## [TASK BRIEF]
Find every line in the records below that contains the word "green" and copy each such line in full.

(begin)

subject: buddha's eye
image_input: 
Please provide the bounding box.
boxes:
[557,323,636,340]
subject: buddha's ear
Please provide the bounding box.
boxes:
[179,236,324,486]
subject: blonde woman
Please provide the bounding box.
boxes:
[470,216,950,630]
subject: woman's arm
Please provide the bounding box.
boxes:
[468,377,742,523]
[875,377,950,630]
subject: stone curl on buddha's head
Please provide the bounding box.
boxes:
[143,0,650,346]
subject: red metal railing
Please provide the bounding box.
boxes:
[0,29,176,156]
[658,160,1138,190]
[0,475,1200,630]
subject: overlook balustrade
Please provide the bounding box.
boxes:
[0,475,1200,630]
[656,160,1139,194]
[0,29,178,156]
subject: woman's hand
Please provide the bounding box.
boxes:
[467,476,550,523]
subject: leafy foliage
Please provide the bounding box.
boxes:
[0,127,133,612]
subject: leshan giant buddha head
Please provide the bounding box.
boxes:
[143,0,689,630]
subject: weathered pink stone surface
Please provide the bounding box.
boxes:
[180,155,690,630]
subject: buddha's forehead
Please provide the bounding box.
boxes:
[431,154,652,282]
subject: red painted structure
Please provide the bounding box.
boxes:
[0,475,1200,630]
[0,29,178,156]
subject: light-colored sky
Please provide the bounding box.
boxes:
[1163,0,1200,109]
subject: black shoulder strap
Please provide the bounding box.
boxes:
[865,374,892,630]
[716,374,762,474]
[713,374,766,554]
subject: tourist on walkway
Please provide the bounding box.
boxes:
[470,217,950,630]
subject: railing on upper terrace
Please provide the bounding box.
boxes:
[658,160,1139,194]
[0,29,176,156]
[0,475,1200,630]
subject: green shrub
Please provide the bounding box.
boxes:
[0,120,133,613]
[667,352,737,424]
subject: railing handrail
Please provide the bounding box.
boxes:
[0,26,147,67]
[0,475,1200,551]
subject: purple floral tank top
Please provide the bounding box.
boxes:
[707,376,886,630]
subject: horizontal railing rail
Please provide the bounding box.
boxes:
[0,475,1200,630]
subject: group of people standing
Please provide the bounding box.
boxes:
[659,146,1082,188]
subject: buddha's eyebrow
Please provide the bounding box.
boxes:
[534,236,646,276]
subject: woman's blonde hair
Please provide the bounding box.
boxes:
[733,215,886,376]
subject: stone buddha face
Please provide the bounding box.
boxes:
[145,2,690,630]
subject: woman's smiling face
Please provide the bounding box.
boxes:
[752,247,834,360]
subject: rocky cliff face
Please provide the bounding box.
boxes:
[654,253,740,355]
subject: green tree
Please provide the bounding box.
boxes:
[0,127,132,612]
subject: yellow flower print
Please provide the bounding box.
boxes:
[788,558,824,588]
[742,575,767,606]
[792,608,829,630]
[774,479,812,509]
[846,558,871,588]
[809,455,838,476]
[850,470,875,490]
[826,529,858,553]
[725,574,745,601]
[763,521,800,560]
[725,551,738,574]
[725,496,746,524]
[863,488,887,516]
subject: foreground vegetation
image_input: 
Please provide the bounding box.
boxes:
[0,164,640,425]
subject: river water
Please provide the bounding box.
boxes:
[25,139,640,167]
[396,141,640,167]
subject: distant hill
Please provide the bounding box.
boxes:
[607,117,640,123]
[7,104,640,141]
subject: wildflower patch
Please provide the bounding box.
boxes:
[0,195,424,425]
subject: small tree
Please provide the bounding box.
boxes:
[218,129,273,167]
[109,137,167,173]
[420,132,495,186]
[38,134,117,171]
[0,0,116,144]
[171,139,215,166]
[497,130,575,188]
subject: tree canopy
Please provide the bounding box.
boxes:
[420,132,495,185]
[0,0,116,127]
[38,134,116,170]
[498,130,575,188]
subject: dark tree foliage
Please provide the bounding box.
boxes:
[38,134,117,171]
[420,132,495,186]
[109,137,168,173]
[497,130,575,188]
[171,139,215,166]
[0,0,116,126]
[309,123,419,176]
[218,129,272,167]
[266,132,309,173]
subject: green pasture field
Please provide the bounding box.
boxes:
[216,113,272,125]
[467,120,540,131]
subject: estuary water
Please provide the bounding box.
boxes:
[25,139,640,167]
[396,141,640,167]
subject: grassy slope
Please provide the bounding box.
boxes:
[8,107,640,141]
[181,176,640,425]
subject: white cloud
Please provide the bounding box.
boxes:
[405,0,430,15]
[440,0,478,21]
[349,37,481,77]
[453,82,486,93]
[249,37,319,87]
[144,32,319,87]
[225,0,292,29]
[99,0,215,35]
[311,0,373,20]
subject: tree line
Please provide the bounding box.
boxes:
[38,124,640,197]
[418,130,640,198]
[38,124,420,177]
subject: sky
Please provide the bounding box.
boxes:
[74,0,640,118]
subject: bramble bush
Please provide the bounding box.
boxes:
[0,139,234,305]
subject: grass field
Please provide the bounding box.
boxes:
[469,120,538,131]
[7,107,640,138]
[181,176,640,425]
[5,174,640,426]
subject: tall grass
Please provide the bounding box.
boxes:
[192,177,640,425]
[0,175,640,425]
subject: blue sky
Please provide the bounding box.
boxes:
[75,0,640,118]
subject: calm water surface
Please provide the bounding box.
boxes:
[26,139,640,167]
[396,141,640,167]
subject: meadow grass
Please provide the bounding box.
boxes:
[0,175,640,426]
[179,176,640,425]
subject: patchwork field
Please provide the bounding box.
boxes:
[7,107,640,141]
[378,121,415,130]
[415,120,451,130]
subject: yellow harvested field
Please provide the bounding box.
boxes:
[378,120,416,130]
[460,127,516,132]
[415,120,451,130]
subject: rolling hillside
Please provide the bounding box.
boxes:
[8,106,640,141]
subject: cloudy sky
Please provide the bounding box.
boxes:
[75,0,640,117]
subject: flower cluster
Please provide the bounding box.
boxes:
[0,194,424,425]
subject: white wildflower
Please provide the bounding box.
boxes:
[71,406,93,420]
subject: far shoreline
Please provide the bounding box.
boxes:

(end)

## [SOLUTION FOR THIS PROBLEM]
subject: green shrub
subject: green tree
subject: green pasture field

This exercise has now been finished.